Source
- - - - - - -

Before defining these and other fluid properties more precisely in the next chapter, it is
worthwhile to review their dimensions and unit systems. Fluid mechanics embodies a wealth of
fluid properties, many with distinctive units, and in a global economy it is important for an
engineer to be able to work confidently in any customer’s preferred unit system. A dimension is
a physical variable used to specify some characteristic of a system. Examples include mass,
length, time, and temperature. In contrast, a unit is a particular amount of a physical quantity or
dimension. For example, a length can be measured in units of inches, centimeters, feet, meters,
miles, furlongs, and so on. Consistent units for a variety of physical quantities can be grouped
together to form a unit system.
There are three widely used systems of units in the word. These are
I. British or English system (it's not in official use now in Briton)
II. Metric system.
III. SI system (System International of Unites or International System of Units).
To avoid any confusion on this course we will always use the SI (metric) system - which you
will already be familiar with. It is essential that all quantities are expressed in the same system or
the wrong solutions will results.

- - - - - - -

Information shown
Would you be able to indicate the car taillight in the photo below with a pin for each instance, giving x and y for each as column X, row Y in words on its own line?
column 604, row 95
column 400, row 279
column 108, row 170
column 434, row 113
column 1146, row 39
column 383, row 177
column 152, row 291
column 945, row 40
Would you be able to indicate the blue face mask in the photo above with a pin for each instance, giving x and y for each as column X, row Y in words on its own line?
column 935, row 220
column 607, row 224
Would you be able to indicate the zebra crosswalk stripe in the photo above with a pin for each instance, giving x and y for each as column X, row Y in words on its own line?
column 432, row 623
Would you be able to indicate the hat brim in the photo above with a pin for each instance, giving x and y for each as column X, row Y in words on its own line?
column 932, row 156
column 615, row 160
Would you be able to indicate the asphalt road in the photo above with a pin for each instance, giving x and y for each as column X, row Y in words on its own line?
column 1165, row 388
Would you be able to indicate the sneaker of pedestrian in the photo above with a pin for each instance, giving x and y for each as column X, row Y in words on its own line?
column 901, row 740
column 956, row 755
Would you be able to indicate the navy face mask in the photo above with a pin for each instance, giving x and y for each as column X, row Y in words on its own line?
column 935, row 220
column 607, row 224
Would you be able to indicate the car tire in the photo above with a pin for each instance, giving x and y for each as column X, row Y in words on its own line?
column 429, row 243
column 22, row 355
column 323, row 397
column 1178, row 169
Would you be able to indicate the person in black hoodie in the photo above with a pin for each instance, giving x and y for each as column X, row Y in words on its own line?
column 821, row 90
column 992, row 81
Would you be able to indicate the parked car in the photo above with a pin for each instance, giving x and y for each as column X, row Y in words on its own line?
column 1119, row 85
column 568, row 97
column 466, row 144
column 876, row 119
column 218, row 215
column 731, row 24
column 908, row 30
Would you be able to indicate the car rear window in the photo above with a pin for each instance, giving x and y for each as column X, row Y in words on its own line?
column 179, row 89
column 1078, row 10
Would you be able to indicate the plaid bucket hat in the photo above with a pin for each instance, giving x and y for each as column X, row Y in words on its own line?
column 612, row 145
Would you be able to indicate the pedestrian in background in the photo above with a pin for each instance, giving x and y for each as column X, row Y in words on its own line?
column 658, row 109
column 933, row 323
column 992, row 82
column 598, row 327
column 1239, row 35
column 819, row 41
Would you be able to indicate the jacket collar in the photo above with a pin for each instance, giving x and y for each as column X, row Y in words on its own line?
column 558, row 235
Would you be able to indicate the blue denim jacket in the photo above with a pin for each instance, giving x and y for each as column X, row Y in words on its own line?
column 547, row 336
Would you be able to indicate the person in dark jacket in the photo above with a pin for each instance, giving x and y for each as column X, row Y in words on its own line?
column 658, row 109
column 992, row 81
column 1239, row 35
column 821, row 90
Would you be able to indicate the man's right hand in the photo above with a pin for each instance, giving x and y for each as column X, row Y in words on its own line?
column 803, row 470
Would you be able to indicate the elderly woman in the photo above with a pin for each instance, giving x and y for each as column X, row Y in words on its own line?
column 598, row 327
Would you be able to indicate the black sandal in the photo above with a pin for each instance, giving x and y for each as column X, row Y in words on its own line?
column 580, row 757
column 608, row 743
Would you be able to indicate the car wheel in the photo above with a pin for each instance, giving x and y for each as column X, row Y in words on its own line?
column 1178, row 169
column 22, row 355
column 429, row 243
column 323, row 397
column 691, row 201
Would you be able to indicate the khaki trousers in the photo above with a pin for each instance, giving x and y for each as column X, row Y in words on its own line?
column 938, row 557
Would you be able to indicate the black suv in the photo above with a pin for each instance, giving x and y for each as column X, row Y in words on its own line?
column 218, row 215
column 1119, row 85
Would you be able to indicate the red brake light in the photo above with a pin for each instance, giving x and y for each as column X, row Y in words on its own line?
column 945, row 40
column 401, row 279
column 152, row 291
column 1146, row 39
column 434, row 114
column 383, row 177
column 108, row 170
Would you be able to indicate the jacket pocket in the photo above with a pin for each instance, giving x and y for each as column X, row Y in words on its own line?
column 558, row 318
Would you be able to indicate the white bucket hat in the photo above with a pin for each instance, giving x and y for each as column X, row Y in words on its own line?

- - - - - - -

Requirements
• A. From the passage on units, output the words starting with "There are three" and going on through "II. Metric system.".
• B. Which four dimensions does the passage on units list as examples?
• C. Decide whether each statement agrees with the passage on units. Answer yes or no for each and quote the words that decide it.
(i) A unit is a particular amount of a physical quantity or dimension.
(ii) The course will use the British system of units.
(iii) Furlongs can be used to measure length.
The items have no role here.

Problem solutions
• A.
There are three widely used systems of units in the word. These are
I. British or English system (it's not in official use now in Briton)
II. Metric system.

• B. Mass, length, time, and temperature.

• C.
(i) Yes: "a unit is a particular amount of a physical quantity or dimension."
(ii) No: "we will always use the SI (metric) system"
(iii) Yes: "a length can be measured in units of inches, centimeters, feet, meters, miles, furlongs, and so on."